(Records):
--------

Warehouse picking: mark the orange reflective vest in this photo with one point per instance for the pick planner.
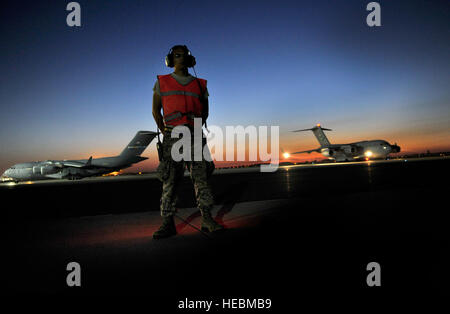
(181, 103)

--------

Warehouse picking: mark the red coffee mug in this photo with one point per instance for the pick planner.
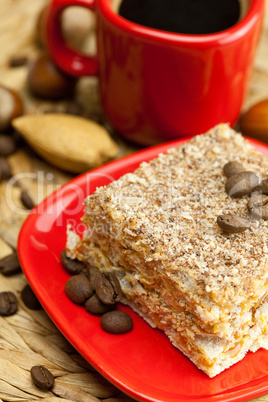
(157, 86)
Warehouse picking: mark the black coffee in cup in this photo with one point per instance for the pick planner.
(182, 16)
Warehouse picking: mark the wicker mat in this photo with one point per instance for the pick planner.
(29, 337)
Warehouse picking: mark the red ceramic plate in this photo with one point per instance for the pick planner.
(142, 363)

--------

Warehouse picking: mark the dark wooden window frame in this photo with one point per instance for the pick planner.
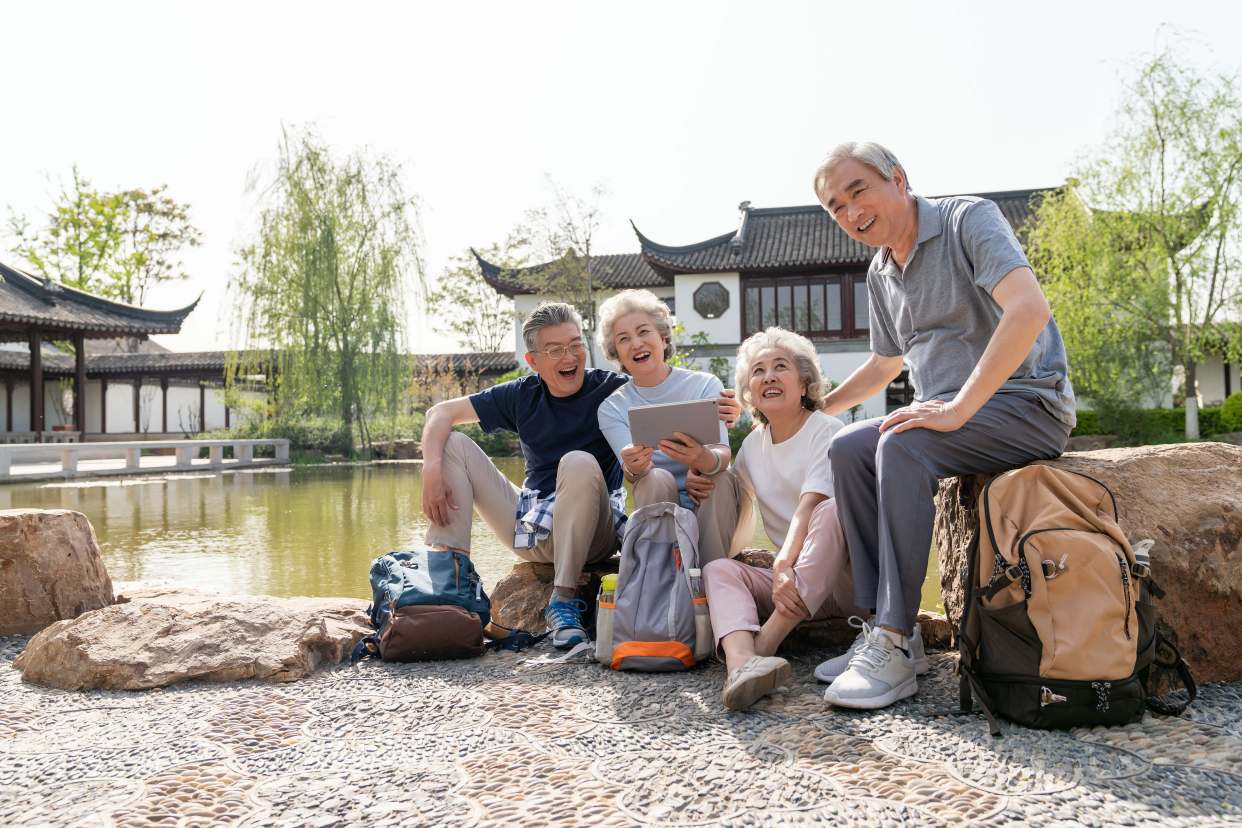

--------

(Your task):
Identify every line in the entries above that contains the word "coffee" and copy each of those lines. Case counts, so only matches with identical capitalization qualify.

(Completed task):
Warehouse picking: mark the red coffee mug in this photo with one point per instance for the pick planner.
Warehouse picking: mark the black coffee in cup in this photo with one point per instance for the pick planner.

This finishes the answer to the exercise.